_DATASET RECORDS:_

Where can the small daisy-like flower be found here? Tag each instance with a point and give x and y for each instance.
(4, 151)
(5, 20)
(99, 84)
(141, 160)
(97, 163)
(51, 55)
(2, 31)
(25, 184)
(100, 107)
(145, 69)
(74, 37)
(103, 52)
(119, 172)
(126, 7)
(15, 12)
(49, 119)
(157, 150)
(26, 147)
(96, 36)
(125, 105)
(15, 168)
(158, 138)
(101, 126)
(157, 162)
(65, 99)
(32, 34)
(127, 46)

_PROMPT:_ Update the items above by replacing "small daisy-like flower" with "small white flower" and leave everything else unchanged.

_REPLY TO THE TASK:_
Where can the small white flower be found here? Tag each instance with a point and give x and y for each instance.
(4, 151)
(5, 20)
(99, 84)
(141, 160)
(97, 163)
(51, 55)
(2, 31)
(25, 184)
(100, 107)
(145, 69)
(74, 37)
(103, 52)
(119, 172)
(126, 7)
(15, 12)
(49, 119)
(157, 150)
(26, 147)
(96, 36)
(125, 105)
(15, 168)
(158, 138)
(101, 126)
(157, 162)
(65, 99)
(32, 34)
(127, 46)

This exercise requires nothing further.